== Passage fourni
Selon son emploi du temps, le couple fait naître quatre à quarante poulains par saison. Après seize ans d’expérience, “Juma” est conscient des difficultés inhérentes à cette activité : “Faire naître un crack reste assez difficile. J’ai une immense admiration pour les éleveurs qui réussissent. J’espère un jour devenir l’un des meilleurs, car j’ai des poulains qui me laissent rêveur, mais je n’en suis pas encore là!” María et Jaume ont également initié un petit élevage avec des partenaires en Uruguay, où ils croisent des origines maternelles locales avec des étalons français de course ou d’endurance. Aujourd’hui, Juma’s Team gère ainsi plus de deux cents chevaux répartis dans ses différents centres à travers le monde.
Brillant entrepreneur, l’Espagnol n’a rien perdu de son âme de compétiteur. En 2006 à Aix-la-Chapelle, il termine quatrième par équipes de ses premiers Jeux équestres mondiaux aux rênes d’Elvis Hab, un Pur-sang Arabe d’origine uruguayenne. L’année suivante, le couple décroche l’argent individuel aux championnats d’Europe de Barroca d’Alva, au Portugal, et María, le bronze avec Nobby (PsA, Prophecy x Nabucco). Entre 2008 et 2011, ces derniers ont été sacrés deux fois champions du monde, à Terengganu en Malaisie, puis à Lexington, et deux fois champions d’Europe, à Assise et Florac. Aux Européens Open de Most, deux ans plus tard en République tchèque, Jaume termine quatrième de la course mais premier du championnat, contribuant aussi grandement à la médaille d’argent espagnole, en selle sur l’étalon Quran el Ulm (PsA, Ulm de Domenjoi x Persik) provenant de l’élevage de Jack Bégaud.
====
== Informations extraites
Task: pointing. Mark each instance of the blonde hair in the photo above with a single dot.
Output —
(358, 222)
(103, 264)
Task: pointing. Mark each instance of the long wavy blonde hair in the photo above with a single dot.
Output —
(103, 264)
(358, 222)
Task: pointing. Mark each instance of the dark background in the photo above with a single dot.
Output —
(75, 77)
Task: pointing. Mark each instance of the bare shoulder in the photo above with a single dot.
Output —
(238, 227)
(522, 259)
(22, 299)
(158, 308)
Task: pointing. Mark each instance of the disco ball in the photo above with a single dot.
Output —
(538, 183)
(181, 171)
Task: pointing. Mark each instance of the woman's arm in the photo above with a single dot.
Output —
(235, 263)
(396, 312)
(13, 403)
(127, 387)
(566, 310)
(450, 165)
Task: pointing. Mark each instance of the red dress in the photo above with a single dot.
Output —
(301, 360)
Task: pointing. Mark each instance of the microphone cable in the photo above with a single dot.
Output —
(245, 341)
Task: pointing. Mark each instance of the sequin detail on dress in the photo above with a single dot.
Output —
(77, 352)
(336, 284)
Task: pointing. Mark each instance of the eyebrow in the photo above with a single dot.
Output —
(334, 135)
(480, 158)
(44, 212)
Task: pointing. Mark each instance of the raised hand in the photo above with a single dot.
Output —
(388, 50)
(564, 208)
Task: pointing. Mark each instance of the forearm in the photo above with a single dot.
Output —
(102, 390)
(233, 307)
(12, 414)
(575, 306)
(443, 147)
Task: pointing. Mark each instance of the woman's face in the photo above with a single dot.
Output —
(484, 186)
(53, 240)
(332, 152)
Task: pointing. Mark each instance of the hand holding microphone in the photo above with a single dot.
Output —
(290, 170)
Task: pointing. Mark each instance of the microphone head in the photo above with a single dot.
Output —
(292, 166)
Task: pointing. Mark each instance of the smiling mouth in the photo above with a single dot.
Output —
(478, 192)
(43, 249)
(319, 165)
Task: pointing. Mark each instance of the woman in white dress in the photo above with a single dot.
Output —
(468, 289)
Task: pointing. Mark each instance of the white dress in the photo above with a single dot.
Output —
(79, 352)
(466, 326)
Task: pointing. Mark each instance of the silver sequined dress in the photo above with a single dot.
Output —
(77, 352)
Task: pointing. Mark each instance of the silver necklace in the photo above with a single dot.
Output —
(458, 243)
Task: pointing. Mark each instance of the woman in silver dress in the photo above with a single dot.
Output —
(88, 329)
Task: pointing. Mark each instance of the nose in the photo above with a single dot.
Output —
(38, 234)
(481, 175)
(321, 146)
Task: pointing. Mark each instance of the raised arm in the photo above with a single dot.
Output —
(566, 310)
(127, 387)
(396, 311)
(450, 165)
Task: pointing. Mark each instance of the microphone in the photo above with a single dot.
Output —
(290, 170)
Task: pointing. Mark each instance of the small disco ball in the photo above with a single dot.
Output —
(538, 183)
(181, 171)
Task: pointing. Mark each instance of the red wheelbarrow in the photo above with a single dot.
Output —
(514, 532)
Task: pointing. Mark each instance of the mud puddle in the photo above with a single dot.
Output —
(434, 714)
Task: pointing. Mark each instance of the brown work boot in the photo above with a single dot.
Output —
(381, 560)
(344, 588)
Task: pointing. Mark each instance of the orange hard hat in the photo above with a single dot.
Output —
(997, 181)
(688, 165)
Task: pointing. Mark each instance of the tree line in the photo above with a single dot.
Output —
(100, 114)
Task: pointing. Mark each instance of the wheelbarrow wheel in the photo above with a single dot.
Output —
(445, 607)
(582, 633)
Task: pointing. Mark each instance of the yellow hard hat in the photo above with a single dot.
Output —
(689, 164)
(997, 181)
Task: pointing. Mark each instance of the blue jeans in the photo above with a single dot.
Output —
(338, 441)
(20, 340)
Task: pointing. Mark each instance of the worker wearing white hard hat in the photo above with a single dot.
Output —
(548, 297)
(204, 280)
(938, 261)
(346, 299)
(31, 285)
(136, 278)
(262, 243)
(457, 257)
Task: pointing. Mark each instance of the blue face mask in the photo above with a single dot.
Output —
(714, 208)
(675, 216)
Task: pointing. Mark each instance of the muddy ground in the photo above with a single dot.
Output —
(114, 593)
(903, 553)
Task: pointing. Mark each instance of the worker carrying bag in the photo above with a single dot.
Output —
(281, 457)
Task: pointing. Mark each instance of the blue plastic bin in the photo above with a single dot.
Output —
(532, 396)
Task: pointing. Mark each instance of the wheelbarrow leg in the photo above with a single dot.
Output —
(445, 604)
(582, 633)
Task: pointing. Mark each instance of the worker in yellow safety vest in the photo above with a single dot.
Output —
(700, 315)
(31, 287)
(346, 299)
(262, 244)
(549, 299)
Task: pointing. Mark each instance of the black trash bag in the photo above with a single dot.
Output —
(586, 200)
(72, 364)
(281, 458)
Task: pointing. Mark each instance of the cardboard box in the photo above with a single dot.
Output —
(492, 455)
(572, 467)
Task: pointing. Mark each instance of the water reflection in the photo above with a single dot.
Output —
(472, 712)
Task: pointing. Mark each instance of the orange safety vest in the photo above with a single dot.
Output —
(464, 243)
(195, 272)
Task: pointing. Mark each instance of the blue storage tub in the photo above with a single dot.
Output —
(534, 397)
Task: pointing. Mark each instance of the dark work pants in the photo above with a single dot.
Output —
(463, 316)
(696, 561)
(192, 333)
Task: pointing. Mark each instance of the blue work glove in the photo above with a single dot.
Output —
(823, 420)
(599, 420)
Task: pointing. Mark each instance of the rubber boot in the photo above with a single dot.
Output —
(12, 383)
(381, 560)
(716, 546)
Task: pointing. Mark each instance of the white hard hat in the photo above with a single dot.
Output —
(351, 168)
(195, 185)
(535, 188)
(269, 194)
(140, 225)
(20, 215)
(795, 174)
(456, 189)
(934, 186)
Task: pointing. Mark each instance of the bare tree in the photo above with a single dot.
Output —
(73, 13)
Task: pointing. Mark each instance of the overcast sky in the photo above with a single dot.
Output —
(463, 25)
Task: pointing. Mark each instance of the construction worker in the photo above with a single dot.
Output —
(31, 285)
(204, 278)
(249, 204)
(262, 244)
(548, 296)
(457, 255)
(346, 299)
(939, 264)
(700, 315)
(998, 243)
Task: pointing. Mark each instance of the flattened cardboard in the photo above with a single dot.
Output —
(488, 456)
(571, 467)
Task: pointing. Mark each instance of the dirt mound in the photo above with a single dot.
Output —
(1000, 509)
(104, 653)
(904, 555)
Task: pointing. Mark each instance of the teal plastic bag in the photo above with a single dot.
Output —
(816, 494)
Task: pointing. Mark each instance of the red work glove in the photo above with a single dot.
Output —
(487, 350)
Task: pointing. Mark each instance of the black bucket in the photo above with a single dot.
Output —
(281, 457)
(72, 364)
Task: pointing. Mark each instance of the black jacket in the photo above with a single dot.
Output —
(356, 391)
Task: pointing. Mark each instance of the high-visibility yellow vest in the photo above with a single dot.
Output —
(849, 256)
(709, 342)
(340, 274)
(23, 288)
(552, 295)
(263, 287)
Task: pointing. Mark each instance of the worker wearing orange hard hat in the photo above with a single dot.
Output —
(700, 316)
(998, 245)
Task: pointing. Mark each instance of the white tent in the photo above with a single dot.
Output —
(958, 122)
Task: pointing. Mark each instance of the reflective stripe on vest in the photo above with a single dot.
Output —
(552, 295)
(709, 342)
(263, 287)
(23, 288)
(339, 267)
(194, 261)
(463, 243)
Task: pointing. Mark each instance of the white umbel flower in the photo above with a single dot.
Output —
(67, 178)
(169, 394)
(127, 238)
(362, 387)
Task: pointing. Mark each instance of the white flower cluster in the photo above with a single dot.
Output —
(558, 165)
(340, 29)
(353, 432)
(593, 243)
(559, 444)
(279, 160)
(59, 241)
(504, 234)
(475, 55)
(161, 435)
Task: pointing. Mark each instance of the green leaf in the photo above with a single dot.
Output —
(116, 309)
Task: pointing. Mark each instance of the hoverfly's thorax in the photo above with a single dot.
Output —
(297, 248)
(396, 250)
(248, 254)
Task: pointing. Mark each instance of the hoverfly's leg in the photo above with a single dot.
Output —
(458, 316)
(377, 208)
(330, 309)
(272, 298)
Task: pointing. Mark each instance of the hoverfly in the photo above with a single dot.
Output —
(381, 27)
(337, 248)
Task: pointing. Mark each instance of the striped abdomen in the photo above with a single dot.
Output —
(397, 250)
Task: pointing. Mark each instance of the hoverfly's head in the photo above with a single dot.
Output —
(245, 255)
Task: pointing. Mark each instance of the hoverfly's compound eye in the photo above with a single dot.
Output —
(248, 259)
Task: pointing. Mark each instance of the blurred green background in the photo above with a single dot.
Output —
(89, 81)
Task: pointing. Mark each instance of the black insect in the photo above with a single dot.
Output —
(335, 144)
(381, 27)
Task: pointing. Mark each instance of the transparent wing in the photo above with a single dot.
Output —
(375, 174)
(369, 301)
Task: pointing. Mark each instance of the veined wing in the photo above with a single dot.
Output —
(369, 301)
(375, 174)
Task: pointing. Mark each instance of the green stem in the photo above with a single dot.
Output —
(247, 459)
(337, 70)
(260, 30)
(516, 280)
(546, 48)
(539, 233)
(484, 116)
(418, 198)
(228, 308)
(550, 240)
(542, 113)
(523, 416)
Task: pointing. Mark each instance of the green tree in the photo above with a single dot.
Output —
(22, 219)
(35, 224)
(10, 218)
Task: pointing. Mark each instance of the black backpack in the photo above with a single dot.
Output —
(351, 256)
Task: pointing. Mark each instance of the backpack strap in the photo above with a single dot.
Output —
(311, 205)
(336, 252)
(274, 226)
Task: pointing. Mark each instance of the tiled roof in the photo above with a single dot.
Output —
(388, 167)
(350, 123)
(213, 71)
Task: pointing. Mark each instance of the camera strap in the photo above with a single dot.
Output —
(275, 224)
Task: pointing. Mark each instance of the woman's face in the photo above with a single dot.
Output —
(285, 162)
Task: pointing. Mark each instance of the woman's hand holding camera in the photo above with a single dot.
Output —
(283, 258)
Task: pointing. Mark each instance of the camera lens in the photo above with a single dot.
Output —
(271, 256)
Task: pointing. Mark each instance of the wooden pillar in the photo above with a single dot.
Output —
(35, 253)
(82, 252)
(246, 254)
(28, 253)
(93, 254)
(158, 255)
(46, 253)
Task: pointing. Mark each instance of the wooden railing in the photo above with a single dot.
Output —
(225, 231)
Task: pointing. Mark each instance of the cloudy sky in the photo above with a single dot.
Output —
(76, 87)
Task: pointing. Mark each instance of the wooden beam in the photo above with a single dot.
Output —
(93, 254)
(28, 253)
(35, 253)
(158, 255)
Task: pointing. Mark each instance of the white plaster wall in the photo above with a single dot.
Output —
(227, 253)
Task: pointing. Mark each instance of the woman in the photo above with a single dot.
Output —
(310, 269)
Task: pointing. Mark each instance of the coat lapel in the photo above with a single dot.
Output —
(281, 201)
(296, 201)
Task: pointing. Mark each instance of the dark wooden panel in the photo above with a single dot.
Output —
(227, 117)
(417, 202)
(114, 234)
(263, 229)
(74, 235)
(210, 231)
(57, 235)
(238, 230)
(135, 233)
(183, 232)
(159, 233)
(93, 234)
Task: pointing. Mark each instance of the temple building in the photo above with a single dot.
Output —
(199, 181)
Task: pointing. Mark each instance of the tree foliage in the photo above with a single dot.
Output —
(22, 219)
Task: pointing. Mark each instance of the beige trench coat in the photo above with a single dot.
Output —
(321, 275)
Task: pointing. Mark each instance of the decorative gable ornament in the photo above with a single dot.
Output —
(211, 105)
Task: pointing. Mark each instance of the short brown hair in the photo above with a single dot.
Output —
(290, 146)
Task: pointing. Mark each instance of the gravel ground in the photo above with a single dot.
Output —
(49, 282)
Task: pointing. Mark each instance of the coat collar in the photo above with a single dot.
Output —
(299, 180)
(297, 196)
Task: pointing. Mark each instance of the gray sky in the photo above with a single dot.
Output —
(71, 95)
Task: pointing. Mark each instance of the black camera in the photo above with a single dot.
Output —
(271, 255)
====
**Travail à réaliser:**
Relevez, dans le passage fourni, toutes les villes où se sont tenues les compétitions d'endurance qui y sont mentionnées.

**Solution du problème:**
Les compétitions mentionnées se sont tenues dans les villes suivantes :
- Aix-la-Chapelle
- Barroca d'Alva
- Terengganu
- Lexington
- Assise
- Florac
- Most